**Quelldokument**
*-*-*

Als Moderator eines Europamagazins standest Du im Zentrum der Berichterstattung über europäische Themen. Wie ist es Dir gelungen, komplexe Sachverhalte verständlich zu vermitteln und gleichzeitig die Vielfalt Europas abzubilden?

Wenn das Dein Feedback zu „heute in Europa“ ist, sage ich erst mal „Vielen Dank“ und reiche das Lob direkt weiter. So eine Sendung ist immer Teamarbeit. Und das Team von „heute in Europa“ ist sehr engagiert und immer mit Herzblut bei der Sache. Eine wichtige Rolle spielen auch die ZDF-Studios, die auf wichtige Themen hinweisen und diese dann umsetzen. Einige Inhalte drängen sich aufgrund ihrer Aktualität oder ihrer Tragweite auf; die müssen in die Sendung. Bei anderen kann die Redaktion eigene Akzente setzen, um die Vielfalt Europas abzubilden. Wichtig bei der von Euch angesprochenen Vermittlung komplexer Sachverhalte ist es, den Menschen in Deutschland immer wieder zu erklären, was die Europa-Themen mit ihrem Leben und mit ihrem Alltag zu tun haben. In der Moderation geht es oft darum, dem Publikum deutlich zu machen: „Was jetzt kommt, ist wichtig für Euch, weil…“ Ich habe immer versucht, das jeweilige Thema so einfach und lebensnah wie möglich runter zu brechen, damit alle etwas damit anfangen können.

Deine Eltern stammen aus dem indischen Kerala und Du bist gebürtiger Rheinländer. Welche Herausforderungen haben Deine Eltern bei ihrer Ankunft in Deutschland erlebt, und wie haben diese Erfahrungen Deine eigene Identität und Deinen Werdegang beeinflusst?

*-*-*

**Gestellte Aufgabe 1**
Gib aus der Auflistung alle Zeilen vollständig wieder, beginnend mit der Zeile, die „man's eyebrow, each“ enthält, und endend mit der Zeile, die „pixel 681 538“ enthält, beide eingeschlossen. Skaliere dabei nur die Koordinaten nach dem Wort pixel mit dem Faktor 2,6 und runde sie auf ganze Zahlen, wobei halbe Werte aufgerundet werden.

**Gezeigte Auflistung**
*-*-*

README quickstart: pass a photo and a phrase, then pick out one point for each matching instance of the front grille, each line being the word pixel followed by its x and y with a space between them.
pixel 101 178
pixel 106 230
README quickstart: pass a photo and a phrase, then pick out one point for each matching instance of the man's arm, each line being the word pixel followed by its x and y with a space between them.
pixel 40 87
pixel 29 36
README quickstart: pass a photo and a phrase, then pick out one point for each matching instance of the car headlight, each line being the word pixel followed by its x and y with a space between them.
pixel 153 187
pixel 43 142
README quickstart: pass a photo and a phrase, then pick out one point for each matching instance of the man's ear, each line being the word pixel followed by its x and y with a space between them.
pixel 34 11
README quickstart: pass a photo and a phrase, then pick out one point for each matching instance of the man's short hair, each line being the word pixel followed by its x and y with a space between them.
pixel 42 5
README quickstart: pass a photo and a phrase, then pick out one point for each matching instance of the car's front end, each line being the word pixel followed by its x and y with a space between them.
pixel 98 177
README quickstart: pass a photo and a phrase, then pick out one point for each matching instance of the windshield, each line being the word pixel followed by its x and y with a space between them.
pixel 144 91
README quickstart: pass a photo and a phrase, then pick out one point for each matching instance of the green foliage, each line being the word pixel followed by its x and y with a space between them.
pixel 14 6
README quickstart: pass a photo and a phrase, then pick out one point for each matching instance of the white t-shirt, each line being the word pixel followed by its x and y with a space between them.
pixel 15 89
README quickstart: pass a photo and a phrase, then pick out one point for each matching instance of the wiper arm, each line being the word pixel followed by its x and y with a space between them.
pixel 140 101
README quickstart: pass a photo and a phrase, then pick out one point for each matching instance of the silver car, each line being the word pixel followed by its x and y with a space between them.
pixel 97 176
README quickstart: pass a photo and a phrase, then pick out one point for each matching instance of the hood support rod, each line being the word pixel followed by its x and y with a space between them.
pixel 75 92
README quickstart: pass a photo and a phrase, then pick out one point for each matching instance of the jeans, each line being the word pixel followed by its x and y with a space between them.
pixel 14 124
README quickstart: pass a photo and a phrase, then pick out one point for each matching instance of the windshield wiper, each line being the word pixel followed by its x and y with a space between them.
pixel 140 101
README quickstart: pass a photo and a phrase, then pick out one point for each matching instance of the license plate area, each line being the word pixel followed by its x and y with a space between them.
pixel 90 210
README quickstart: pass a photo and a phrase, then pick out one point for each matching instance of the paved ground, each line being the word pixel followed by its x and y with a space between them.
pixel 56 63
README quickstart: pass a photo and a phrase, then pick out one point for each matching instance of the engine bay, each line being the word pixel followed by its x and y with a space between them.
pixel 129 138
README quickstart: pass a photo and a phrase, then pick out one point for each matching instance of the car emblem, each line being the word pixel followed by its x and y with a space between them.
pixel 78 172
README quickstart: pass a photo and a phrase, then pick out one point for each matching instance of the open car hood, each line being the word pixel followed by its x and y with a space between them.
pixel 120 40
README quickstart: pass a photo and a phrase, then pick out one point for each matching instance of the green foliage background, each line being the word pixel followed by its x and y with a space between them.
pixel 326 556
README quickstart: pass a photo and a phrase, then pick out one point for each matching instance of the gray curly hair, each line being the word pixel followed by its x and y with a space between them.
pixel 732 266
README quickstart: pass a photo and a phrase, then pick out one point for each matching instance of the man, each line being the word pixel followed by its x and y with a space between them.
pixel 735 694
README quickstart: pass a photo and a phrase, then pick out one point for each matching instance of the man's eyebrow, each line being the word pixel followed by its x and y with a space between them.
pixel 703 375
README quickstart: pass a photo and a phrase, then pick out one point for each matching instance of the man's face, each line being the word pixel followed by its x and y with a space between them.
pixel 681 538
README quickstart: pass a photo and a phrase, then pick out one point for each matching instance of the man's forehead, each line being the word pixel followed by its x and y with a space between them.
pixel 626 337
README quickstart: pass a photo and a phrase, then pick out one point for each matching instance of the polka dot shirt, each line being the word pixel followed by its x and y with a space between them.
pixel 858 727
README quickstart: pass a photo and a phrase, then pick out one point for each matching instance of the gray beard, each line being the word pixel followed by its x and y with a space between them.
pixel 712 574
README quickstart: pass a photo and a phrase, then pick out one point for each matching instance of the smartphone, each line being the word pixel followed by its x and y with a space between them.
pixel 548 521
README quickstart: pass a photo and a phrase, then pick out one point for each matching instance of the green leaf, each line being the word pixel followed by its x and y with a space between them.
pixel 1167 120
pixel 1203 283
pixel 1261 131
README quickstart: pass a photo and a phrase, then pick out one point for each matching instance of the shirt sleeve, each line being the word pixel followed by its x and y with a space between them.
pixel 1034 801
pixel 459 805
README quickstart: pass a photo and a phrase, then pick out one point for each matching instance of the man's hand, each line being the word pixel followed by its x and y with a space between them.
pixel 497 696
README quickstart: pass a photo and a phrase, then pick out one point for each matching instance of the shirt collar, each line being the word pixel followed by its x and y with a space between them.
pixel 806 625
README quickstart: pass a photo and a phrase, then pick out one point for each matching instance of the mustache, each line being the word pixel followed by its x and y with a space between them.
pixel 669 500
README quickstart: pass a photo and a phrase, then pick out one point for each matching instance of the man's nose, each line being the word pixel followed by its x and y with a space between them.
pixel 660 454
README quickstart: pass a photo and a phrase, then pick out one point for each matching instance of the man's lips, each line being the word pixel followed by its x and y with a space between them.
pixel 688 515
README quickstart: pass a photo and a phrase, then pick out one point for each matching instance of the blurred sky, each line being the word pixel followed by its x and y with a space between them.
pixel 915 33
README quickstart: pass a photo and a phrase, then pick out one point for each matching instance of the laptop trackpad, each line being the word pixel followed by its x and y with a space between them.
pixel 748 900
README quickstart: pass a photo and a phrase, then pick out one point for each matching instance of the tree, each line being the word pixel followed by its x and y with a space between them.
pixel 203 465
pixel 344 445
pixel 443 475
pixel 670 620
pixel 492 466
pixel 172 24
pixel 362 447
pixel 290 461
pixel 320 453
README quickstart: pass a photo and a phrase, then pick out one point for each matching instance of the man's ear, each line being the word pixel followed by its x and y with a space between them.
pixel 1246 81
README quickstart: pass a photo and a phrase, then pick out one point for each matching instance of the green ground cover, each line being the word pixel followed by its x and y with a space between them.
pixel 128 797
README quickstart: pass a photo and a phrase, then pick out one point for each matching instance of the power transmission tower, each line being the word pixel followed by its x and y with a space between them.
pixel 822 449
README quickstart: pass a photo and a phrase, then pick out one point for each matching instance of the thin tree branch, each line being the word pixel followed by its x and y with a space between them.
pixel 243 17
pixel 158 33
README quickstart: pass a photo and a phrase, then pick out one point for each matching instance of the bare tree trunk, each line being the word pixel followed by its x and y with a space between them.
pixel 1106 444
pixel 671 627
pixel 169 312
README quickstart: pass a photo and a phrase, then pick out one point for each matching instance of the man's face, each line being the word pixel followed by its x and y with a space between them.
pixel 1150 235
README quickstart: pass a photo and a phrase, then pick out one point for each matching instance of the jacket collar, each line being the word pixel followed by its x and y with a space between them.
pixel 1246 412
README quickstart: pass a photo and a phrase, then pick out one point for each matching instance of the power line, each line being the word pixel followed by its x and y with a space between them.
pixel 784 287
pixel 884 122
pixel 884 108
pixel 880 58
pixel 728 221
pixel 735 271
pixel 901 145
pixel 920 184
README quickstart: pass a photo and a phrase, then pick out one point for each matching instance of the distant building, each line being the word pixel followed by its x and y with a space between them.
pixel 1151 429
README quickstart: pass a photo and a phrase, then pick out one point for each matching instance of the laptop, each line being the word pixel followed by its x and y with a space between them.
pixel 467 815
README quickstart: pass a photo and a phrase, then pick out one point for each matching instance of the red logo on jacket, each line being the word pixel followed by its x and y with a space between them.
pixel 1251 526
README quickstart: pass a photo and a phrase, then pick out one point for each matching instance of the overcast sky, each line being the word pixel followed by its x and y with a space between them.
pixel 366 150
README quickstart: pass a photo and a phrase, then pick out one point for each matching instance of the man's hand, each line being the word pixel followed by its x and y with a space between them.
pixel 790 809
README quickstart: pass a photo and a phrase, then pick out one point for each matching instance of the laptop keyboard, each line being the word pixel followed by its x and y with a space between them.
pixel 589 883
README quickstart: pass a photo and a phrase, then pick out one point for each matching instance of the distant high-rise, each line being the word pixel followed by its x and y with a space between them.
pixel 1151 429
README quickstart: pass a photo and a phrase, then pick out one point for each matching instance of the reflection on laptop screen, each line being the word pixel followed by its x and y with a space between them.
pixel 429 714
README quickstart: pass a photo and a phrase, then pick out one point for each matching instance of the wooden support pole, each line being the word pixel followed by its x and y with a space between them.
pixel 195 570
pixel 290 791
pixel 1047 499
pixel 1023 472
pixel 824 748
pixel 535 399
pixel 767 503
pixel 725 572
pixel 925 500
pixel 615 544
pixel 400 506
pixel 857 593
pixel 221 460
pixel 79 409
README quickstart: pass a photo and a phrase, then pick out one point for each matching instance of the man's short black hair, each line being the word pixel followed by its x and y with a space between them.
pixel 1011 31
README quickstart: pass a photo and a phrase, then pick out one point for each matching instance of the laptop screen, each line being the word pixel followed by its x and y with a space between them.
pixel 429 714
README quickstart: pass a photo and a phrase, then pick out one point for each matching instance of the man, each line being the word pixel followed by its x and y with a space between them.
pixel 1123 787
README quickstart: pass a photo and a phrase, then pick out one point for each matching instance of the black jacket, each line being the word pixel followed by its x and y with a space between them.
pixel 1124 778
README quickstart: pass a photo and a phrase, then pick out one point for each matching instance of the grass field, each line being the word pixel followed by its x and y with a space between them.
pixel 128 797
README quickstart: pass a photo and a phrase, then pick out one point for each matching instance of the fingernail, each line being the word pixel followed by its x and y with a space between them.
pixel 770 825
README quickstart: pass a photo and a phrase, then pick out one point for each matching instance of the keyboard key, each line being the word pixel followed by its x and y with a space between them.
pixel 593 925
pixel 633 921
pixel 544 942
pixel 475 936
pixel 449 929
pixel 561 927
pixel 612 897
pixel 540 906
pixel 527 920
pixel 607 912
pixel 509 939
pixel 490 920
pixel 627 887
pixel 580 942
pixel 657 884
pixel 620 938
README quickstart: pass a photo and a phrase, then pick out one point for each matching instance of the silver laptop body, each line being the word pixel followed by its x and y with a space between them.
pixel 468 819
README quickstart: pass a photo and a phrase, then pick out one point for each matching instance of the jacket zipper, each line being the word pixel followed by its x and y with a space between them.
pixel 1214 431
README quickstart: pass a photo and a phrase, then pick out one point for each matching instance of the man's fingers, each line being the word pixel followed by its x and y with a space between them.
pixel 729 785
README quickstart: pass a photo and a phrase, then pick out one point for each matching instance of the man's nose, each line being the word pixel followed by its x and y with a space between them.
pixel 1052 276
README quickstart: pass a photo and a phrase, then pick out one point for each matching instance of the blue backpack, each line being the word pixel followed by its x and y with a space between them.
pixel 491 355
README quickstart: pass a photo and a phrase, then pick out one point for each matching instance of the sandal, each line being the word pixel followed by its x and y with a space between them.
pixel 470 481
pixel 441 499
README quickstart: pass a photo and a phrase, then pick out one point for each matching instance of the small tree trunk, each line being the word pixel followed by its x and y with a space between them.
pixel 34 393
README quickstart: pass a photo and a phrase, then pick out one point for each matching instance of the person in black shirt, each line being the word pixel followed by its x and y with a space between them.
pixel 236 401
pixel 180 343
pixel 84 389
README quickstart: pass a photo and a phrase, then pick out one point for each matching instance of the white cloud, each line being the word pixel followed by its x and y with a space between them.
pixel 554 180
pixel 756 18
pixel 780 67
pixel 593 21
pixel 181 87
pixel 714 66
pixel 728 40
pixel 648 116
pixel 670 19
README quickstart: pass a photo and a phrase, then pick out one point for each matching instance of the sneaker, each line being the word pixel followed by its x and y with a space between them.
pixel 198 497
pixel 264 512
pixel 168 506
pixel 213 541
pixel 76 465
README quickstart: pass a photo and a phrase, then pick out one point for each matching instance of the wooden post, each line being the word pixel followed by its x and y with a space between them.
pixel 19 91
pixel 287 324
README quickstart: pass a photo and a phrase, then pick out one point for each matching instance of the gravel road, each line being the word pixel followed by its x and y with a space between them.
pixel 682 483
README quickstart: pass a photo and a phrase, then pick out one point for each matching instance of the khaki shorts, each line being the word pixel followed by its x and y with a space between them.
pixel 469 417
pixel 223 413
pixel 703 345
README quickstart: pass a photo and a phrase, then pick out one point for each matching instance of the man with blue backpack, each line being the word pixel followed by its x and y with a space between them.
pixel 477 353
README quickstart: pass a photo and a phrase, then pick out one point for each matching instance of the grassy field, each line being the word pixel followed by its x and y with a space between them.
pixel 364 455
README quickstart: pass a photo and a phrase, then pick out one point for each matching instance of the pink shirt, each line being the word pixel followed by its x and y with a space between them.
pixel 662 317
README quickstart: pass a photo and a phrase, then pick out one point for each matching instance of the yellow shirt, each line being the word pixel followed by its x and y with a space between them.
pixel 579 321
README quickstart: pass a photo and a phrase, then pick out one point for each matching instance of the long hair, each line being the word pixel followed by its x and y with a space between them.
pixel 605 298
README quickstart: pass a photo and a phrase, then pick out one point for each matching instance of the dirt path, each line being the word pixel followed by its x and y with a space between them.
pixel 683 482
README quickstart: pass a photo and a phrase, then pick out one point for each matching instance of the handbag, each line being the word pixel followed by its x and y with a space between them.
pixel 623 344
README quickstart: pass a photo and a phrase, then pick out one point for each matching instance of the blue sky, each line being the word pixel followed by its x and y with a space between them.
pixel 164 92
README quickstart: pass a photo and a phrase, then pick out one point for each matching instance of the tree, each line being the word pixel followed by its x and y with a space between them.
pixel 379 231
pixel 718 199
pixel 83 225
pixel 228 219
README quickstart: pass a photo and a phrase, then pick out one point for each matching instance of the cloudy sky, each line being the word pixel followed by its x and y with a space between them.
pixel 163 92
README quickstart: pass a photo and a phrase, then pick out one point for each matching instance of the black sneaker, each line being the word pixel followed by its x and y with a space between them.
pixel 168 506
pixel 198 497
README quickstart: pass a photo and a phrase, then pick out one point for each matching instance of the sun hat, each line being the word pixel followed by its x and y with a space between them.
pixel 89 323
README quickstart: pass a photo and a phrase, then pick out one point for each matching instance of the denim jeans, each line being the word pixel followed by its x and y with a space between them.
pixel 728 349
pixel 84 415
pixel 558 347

*-*-*

**Gestellte Aufgabe 2**
Schreibe aus dem Interview den Abschnitt wörtlich ab, beginnend mit „Als Moderator eines“ und endend mit „Vielfalt Europas abzubilden?“.

**Lösung der Übung 1**
README quickstart: pass a photo and a phrase, then pick out one point for each matching instance of the man's eyebrow, each line being the word pixel followed by its x and y with a space between them.
pixel 1828 975
README quickstart: pass a photo and a phrase, then pick out one point for each matching instance of the man's face, each line being the word pixel followed by its x and y with a space between them.
pixel 1771 1399

**Lösung der Übung 2**
Als Moderator eines Europamagazins standest Du im Zentrum der Berichterstattung über europäische Themen. Wie ist es Dir gelungen, komplexe Sachverhalte verständlich zu vermitteln und gleichzeitig die Vielfalt Europas abzubilden?